• [WHAT THIS TASK INVOLVES]
Nothing but the lines from the one containing "Thank you for the photo. Could you indicate the man's" through the last line of the data below should be returned, each copied exactly.

[Point-per-instance localization data]
★ ★ ★ ★

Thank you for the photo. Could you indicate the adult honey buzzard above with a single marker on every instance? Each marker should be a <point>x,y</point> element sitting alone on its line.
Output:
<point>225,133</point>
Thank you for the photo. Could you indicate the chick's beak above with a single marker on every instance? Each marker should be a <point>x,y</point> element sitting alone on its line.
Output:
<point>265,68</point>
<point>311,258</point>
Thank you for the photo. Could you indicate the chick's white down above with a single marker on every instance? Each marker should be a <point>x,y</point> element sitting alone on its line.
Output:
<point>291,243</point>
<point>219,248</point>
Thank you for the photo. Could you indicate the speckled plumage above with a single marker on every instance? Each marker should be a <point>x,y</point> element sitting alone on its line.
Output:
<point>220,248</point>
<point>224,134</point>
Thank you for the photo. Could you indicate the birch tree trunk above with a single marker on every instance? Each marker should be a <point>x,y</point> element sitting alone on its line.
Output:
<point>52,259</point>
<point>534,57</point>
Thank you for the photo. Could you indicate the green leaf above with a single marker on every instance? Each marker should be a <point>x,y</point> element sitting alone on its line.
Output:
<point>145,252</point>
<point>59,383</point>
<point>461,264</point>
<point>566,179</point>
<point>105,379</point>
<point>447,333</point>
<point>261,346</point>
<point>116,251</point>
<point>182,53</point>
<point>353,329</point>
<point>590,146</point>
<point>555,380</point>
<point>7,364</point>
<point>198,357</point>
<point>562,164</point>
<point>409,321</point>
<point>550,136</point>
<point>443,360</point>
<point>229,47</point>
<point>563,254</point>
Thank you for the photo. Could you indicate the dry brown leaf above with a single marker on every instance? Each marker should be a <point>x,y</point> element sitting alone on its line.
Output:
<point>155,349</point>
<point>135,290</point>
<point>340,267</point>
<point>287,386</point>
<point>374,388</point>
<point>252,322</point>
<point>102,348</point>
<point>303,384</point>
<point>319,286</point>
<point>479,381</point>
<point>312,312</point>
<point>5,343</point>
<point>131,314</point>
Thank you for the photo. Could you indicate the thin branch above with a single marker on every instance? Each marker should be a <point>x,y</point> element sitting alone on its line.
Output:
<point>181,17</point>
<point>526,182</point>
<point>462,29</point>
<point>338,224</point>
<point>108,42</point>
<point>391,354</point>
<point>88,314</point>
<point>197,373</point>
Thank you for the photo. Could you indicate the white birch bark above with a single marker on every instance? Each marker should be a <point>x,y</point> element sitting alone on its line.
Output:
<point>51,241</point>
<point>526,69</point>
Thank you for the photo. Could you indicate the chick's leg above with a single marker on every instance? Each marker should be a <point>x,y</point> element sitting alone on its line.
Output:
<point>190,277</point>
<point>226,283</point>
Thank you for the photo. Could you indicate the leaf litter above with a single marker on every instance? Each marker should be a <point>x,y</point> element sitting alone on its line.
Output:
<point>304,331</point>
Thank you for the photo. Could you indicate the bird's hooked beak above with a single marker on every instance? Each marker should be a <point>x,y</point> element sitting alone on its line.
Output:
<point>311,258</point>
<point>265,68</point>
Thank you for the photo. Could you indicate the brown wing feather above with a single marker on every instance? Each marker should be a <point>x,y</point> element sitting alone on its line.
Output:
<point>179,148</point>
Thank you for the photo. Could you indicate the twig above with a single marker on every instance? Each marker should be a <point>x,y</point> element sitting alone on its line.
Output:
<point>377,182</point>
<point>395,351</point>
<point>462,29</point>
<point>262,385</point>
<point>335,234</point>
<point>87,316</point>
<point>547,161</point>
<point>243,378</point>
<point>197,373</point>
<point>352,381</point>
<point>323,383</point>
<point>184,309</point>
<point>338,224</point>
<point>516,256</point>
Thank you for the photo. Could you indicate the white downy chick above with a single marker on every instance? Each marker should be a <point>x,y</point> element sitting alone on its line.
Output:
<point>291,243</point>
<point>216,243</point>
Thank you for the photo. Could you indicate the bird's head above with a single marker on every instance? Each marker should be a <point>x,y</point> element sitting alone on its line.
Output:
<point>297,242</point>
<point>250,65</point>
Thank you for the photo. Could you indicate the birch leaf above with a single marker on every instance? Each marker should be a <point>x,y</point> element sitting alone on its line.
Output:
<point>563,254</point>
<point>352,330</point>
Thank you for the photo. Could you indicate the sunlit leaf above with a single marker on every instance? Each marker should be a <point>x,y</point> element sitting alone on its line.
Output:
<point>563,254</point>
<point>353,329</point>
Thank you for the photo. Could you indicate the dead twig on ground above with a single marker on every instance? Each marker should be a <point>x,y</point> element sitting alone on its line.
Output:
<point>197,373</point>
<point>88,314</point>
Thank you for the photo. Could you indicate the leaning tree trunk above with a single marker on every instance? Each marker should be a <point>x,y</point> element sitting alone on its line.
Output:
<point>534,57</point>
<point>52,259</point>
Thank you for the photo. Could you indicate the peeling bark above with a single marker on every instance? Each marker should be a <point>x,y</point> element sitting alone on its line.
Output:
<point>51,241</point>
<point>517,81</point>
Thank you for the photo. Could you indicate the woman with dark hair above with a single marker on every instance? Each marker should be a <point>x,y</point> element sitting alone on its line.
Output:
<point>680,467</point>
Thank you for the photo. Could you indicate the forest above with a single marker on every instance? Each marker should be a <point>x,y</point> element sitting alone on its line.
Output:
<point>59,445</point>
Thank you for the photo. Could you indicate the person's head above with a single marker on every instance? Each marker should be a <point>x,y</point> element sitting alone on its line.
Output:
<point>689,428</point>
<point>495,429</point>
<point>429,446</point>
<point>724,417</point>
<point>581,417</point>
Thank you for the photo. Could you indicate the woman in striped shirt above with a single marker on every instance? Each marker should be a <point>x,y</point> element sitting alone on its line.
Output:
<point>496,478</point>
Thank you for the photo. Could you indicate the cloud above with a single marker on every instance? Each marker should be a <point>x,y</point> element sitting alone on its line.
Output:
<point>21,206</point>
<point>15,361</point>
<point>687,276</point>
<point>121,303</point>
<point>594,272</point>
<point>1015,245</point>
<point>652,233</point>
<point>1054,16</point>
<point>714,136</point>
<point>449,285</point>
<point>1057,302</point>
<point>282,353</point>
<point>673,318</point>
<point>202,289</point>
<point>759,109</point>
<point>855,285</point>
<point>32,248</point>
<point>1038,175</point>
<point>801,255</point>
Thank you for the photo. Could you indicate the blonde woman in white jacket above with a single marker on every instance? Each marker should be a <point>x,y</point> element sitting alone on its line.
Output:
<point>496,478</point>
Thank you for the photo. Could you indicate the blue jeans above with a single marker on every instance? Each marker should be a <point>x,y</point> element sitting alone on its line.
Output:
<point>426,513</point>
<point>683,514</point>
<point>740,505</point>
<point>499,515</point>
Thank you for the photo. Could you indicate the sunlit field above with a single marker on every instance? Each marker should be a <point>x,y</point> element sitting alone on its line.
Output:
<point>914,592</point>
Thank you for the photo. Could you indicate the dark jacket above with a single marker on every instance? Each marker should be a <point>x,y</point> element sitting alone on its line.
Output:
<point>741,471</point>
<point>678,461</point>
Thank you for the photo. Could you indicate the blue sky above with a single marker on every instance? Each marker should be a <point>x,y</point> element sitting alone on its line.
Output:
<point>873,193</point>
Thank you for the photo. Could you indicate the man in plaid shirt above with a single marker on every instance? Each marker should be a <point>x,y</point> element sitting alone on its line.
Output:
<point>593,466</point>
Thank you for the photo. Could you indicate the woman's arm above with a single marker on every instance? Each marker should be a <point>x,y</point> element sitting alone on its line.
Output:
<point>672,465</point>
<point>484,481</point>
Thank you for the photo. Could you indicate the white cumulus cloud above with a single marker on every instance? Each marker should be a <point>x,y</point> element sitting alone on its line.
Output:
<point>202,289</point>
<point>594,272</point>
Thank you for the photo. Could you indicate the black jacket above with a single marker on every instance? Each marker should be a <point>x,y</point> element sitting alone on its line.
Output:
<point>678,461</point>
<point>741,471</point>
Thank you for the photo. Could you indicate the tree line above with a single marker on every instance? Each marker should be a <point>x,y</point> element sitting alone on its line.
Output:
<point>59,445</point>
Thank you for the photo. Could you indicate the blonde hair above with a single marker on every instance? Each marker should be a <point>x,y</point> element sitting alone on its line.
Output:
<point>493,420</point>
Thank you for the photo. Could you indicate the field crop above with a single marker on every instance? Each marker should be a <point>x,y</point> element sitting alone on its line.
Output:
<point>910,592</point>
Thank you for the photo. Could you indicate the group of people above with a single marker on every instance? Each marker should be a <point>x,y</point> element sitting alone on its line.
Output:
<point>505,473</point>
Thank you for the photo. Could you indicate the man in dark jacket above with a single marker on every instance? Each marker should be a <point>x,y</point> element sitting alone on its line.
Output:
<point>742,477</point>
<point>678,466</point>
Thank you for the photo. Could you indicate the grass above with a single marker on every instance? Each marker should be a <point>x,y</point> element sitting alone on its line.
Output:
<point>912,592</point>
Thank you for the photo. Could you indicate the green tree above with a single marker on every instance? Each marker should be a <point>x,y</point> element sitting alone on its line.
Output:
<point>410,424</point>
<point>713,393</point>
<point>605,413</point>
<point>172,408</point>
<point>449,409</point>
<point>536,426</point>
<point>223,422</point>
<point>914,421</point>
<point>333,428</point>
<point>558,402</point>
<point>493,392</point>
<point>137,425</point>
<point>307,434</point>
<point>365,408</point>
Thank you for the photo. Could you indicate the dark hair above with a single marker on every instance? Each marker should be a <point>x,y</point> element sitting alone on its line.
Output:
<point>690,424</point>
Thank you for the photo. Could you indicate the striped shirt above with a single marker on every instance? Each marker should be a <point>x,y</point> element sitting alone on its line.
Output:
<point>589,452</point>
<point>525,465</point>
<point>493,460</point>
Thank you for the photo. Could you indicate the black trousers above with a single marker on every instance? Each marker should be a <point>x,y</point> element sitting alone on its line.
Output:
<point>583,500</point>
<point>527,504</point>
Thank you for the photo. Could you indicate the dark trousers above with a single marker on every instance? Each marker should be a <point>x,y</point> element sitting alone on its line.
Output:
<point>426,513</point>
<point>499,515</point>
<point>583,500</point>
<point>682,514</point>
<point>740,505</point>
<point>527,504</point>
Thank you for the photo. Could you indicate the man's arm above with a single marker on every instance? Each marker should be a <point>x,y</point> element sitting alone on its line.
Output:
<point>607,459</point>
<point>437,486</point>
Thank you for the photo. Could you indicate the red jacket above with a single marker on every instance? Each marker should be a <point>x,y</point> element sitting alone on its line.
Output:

★ ★ ★ ★

• [PROBLEM SOLUTION]
Thank you for the photo. Could you indicate the man's arm above with a single marker on every instance? Each marker should be a <point>x,y</point> element sitting alone on its line.
Output:
<point>607,459</point>
<point>437,486</point>
Thank you for the photo. Could you indicate the red jacket above with a single marker on every instance? Each marker should be a <point>x,y</point> element sitting alone on its line.
Output:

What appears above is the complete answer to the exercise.